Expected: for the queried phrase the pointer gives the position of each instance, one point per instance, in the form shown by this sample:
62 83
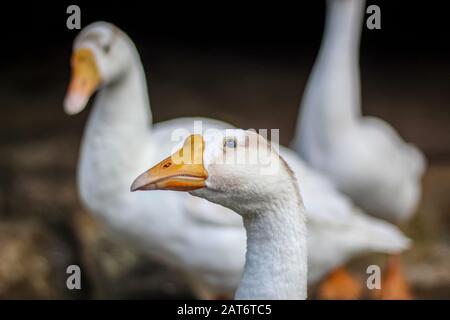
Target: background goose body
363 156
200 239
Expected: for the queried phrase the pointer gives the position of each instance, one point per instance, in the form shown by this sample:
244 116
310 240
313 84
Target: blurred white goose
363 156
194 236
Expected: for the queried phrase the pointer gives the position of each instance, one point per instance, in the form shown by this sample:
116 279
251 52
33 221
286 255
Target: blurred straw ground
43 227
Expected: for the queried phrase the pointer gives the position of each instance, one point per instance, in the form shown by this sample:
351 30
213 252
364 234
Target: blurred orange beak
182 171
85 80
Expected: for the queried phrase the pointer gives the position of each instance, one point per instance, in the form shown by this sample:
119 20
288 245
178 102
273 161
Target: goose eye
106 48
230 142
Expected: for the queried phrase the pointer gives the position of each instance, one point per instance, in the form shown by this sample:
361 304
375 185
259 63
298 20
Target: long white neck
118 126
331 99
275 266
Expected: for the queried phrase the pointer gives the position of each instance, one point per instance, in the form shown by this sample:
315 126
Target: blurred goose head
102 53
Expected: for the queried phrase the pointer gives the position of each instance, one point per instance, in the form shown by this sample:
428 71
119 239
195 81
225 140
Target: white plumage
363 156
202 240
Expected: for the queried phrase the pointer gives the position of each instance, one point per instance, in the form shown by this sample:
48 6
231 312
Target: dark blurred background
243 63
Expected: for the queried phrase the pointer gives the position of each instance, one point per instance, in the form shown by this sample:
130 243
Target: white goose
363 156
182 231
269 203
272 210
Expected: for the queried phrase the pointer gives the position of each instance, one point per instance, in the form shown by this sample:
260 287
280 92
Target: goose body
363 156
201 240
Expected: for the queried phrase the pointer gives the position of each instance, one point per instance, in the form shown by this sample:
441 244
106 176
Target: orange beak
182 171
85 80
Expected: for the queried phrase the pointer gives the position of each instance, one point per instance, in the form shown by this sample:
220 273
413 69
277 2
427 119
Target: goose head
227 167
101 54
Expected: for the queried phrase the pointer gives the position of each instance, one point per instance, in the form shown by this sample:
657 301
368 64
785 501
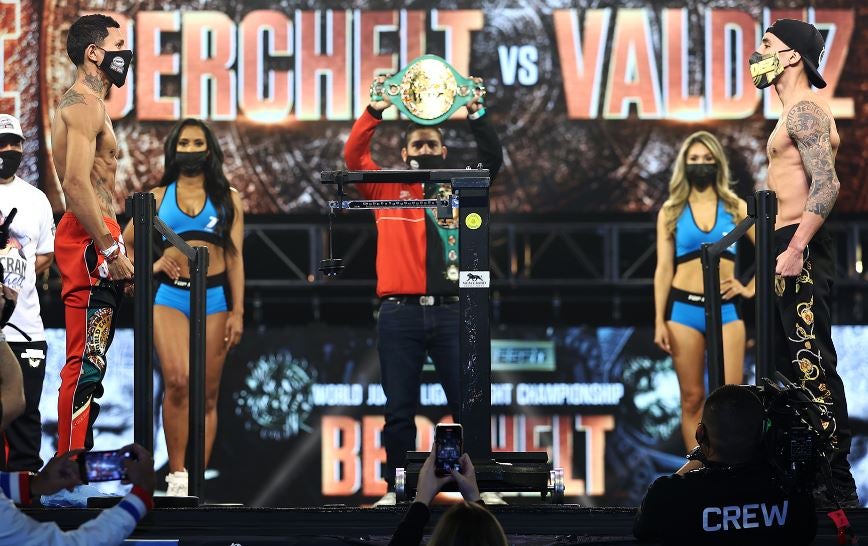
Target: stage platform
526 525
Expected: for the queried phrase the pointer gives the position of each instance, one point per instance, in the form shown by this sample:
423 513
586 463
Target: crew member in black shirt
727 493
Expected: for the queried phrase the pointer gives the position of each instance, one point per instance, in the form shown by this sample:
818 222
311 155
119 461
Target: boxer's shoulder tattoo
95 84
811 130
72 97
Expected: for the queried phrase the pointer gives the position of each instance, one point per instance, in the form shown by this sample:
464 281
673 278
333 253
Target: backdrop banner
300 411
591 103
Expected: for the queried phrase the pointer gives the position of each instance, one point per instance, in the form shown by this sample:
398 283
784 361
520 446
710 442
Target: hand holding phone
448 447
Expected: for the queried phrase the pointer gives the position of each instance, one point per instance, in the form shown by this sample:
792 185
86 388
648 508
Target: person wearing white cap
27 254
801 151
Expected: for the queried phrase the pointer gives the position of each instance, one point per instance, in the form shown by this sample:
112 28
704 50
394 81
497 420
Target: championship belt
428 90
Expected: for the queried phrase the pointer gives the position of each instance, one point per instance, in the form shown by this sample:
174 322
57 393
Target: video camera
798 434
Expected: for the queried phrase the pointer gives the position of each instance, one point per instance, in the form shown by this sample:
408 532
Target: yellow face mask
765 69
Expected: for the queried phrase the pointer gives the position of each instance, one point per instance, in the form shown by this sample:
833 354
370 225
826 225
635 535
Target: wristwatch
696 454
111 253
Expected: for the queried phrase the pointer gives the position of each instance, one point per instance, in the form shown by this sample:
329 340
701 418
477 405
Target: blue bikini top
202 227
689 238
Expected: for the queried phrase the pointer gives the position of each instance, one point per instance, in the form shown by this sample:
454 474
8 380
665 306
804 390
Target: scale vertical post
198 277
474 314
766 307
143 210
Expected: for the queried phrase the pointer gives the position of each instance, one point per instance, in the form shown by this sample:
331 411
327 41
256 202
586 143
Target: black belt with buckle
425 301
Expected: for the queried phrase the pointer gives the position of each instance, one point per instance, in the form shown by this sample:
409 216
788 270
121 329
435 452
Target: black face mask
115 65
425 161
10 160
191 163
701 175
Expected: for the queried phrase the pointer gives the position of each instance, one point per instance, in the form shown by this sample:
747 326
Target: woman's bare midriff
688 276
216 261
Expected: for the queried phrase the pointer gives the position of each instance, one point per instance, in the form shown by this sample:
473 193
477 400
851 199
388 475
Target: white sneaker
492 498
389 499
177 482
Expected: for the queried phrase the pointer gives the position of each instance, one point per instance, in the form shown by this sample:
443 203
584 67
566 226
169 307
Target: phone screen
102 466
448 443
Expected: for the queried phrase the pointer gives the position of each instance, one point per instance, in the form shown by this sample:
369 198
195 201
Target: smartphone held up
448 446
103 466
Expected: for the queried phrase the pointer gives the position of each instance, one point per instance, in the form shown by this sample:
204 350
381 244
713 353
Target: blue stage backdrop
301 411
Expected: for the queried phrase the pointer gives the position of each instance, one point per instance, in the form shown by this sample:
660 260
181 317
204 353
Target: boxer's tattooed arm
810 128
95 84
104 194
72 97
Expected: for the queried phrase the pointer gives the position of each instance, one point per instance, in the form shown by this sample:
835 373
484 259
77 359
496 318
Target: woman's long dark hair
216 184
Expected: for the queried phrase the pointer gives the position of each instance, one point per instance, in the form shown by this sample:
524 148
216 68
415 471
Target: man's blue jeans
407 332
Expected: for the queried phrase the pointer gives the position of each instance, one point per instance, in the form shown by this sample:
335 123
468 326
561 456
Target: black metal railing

◆ ◆ ◆ ◆ ◆

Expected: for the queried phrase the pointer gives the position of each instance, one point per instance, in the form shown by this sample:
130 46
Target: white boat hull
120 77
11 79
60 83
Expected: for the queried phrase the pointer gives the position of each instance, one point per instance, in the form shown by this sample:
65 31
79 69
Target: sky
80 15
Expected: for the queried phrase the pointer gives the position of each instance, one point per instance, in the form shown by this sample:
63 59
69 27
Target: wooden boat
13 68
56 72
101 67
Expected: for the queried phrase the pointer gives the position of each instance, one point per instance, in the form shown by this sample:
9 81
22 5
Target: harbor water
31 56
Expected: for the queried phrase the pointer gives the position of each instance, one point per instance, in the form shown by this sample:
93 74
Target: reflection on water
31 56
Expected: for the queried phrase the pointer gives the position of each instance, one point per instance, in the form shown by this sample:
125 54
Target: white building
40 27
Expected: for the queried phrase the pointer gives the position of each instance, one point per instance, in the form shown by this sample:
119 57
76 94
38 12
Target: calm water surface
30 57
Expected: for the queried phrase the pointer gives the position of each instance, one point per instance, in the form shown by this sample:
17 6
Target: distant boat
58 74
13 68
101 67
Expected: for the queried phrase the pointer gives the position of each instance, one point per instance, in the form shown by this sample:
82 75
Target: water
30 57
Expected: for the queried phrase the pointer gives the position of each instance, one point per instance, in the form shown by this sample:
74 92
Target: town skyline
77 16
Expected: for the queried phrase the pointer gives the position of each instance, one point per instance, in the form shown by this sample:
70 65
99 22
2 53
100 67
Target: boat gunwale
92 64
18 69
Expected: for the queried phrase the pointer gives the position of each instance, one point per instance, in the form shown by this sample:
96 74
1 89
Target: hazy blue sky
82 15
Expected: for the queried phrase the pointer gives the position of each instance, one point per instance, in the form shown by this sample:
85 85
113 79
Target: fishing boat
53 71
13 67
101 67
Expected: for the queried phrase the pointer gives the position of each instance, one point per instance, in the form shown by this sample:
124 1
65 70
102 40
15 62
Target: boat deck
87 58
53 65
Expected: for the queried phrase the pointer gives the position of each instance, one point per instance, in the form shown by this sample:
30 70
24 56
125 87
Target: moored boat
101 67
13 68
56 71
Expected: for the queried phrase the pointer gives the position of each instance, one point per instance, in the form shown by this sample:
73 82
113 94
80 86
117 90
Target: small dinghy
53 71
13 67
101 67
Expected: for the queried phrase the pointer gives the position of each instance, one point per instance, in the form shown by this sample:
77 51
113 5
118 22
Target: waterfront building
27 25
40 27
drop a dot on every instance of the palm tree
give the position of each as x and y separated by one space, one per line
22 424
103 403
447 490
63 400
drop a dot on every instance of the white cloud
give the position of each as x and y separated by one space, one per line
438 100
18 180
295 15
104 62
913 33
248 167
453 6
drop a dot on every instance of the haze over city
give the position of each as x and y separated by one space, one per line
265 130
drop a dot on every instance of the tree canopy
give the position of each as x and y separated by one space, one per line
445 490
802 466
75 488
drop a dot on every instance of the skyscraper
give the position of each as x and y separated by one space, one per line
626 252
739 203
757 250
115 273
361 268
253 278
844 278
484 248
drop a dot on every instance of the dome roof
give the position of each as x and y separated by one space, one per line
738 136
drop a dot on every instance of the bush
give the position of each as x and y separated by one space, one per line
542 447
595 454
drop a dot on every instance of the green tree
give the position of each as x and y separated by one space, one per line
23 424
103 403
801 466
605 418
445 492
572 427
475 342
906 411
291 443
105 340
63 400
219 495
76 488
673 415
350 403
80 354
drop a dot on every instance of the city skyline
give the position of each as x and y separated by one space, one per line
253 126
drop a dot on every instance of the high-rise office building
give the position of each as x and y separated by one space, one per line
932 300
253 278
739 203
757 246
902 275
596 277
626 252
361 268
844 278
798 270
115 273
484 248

◆ ◆ ◆ ◆ ◆

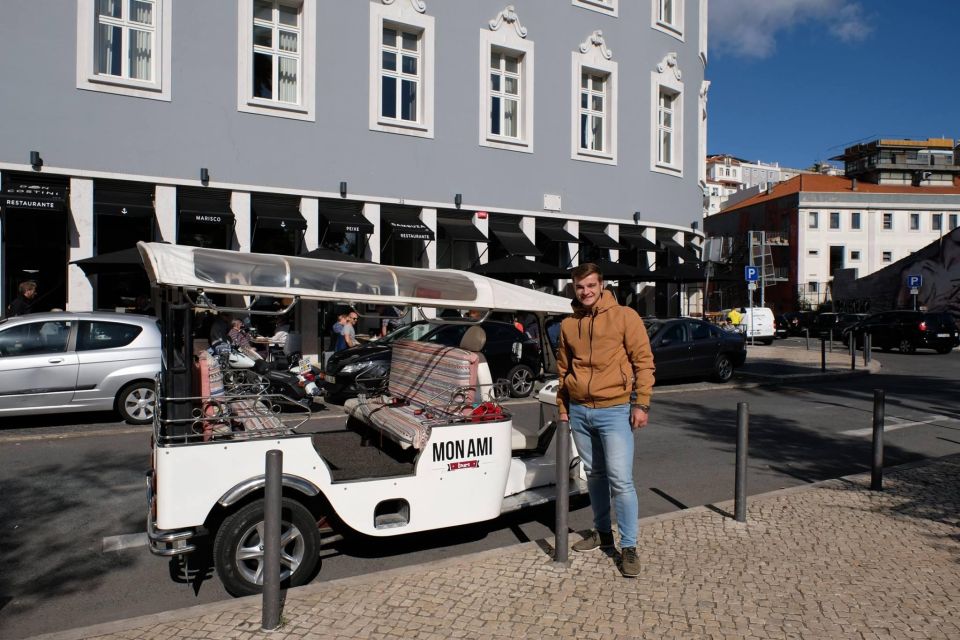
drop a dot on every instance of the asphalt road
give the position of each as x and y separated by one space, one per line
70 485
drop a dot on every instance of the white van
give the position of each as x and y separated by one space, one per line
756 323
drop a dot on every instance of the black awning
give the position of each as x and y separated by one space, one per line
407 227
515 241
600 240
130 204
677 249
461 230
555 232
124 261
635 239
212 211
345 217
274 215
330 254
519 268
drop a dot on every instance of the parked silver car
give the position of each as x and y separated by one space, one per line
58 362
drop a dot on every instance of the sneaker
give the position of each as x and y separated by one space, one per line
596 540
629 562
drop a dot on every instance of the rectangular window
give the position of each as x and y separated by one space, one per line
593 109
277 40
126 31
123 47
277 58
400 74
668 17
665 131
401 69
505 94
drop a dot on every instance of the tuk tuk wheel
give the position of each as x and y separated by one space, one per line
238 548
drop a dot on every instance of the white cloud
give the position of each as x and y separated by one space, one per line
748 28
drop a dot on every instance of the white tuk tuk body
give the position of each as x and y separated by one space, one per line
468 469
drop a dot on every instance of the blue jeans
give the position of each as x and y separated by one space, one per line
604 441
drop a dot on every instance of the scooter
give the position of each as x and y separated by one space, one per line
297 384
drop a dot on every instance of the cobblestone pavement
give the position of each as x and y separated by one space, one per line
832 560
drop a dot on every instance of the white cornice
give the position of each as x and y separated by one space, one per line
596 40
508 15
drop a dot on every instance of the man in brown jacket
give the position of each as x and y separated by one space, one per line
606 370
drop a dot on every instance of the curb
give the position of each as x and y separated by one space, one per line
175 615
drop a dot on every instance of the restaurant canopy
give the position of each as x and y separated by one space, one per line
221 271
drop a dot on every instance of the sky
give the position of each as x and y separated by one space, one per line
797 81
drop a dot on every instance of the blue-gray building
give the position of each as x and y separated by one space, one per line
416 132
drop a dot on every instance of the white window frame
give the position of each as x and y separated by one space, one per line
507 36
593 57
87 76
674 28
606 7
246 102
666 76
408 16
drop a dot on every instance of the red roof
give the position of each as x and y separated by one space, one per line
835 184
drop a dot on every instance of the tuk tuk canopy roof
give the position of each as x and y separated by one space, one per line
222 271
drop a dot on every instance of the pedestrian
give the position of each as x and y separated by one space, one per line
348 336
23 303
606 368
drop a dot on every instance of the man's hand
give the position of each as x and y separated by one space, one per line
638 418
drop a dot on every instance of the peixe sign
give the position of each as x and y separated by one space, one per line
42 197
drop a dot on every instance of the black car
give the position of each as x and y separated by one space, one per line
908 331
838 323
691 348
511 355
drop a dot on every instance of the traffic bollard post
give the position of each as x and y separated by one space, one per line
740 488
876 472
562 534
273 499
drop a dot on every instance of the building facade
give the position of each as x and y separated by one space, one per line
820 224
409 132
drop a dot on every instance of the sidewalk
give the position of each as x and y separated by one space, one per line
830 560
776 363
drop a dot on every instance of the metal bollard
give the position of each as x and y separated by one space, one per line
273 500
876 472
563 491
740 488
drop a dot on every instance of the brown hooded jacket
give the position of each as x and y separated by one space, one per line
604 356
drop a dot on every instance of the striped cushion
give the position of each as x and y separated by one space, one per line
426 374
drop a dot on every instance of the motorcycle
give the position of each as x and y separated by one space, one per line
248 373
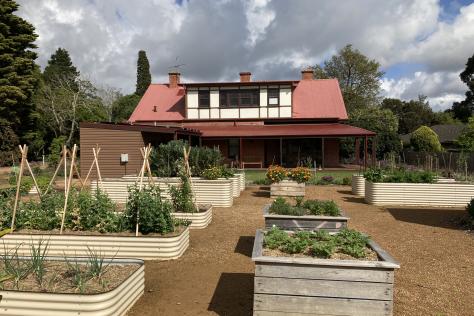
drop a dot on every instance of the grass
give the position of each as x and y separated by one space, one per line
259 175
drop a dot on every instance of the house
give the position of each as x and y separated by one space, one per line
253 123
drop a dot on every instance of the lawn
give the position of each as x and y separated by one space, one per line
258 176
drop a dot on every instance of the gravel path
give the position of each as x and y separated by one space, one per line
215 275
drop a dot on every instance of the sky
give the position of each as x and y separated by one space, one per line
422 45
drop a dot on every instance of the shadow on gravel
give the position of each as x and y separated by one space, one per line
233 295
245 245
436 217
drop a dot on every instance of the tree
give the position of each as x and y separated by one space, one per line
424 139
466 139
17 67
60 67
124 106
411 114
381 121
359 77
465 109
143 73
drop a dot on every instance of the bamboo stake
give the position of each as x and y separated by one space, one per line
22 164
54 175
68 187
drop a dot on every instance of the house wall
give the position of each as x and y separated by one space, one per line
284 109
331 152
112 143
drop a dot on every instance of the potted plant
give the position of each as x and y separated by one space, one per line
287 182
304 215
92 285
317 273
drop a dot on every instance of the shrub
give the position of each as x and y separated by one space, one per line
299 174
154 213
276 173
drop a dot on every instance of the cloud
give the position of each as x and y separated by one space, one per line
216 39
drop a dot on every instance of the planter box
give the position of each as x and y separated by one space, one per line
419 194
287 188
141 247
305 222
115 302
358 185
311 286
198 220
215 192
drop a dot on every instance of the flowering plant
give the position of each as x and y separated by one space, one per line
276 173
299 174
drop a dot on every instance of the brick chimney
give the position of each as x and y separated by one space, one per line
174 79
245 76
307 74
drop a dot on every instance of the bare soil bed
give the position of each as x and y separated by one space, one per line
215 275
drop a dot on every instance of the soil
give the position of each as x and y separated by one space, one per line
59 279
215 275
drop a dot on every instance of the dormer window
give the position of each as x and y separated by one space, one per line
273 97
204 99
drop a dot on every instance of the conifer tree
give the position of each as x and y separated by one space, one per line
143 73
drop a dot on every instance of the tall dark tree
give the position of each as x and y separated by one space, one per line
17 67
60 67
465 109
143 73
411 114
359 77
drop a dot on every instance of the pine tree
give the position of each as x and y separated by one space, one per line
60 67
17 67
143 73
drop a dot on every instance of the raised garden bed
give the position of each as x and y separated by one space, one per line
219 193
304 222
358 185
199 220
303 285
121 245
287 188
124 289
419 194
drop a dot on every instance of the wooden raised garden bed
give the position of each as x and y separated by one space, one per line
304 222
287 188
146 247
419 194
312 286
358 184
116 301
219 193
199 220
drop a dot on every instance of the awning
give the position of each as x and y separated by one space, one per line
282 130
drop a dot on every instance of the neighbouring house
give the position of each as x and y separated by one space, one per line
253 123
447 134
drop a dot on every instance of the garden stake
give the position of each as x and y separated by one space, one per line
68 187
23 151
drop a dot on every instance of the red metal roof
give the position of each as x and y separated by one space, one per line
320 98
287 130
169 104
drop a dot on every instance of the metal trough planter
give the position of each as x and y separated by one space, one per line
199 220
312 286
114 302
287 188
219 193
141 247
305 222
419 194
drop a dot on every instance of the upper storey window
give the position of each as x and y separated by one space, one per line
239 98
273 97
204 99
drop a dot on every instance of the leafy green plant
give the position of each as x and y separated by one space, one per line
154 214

◆ ◆ ◆ ◆ ◆

DIRECTIONS >>
Search the entries for the word "green". Copy every line where it occurs.

OUTPUT >>
drop a dot on every instance of the green tree
drop a dot on every instance of the leafy green plant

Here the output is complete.